[Saved data entries]

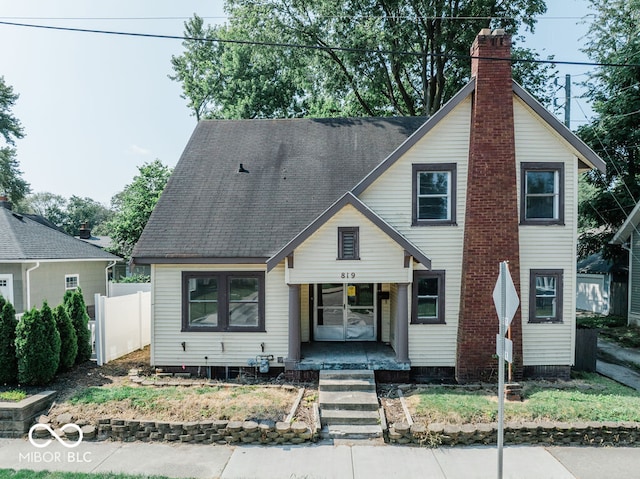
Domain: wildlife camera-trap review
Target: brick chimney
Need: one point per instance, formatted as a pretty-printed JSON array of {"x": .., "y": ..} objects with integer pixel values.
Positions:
[{"x": 491, "y": 216}]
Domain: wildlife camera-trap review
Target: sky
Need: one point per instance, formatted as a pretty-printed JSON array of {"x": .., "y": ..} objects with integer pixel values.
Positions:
[{"x": 95, "y": 107}]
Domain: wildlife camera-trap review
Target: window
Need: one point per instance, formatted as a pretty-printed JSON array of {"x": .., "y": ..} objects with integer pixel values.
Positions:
[
  {"x": 428, "y": 297},
  {"x": 545, "y": 296},
  {"x": 348, "y": 243},
  {"x": 71, "y": 281},
  {"x": 226, "y": 301},
  {"x": 542, "y": 193},
  {"x": 434, "y": 194}
]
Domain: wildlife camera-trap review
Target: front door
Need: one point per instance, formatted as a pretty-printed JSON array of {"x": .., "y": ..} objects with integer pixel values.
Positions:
[
  {"x": 6, "y": 287},
  {"x": 345, "y": 312}
]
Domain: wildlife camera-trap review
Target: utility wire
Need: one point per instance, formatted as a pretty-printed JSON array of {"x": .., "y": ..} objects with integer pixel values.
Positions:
[{"x": 311, "y": 47}]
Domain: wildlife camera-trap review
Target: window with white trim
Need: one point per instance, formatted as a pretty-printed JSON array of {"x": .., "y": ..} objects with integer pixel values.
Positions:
[{"x": 71, "y": 281}]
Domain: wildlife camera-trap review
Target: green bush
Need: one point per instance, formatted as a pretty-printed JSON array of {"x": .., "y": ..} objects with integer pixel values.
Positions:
[
  {"x": 68, "y": 338},
  {"x": 76, "y": 309},
  {"x": 8, "y": 361},
  {"x": 37, "y": 347}
]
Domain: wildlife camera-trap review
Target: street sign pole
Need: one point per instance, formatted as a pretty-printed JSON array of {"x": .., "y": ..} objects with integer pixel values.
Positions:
[{"x": 501, "y": 319}]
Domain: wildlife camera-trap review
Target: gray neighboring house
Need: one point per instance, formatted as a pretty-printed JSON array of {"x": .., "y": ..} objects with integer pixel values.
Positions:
[
  {"x": 629, "y": 237},
  {"x": 39, "y": 263}
]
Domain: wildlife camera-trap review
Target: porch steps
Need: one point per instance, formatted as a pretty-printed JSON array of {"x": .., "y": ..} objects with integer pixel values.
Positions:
[{"x": 349, "y": 406}]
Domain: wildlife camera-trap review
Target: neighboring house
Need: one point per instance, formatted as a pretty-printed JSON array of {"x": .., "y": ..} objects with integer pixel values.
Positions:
[
  {"x": 40, "y": 263},
  {"x": 275, "y": 237},
  {"x": 601, "y": 286},
  {"x": 629, "y": 237}
]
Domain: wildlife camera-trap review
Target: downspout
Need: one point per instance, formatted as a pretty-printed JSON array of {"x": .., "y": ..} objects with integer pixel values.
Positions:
[
  {"x": 29, "y": 284},
  {"x": 106, "y": 277}
]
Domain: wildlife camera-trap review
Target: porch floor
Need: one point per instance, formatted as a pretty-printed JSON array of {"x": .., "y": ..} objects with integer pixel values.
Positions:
[{"x": 318, "y": 355}]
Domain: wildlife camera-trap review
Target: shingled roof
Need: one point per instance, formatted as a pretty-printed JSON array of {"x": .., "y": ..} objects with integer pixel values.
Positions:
[
  {"x": 294, "y": 170},
  {"x": 23, "y": 239}
]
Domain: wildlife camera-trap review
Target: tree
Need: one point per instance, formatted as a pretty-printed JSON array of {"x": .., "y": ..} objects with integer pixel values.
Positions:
[
  {"x": 613, "y": 133},
  {"x": 37, "y": 347},
  {"x": 68, "y": 338},
  {"x": 11, "y": 182},
  {"x": 76, "y": 309},
  {"x": 364, "y": 58},
  {"x": 8, "y": 361},
  {"x": 134, "y": 205}
]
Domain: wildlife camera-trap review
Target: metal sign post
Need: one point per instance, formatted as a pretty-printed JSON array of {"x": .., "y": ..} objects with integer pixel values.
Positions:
[{"x": 505, "y": 299}]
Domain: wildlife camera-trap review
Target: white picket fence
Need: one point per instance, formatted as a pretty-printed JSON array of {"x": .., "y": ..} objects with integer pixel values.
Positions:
[{"x": 123, "y": 325}]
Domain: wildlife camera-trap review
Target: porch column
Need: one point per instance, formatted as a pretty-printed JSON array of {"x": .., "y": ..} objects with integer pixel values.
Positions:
[
  {"x": 294, "y": 323},
  {"x": 402, "y": 324}
]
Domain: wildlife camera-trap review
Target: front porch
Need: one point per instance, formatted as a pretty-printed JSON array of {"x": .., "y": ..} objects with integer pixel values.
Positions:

TASK DIRECTIONS ->
List each line in the records that contains the word "white".

ANSWER ->
Target: window with white trim
Target: white picket fence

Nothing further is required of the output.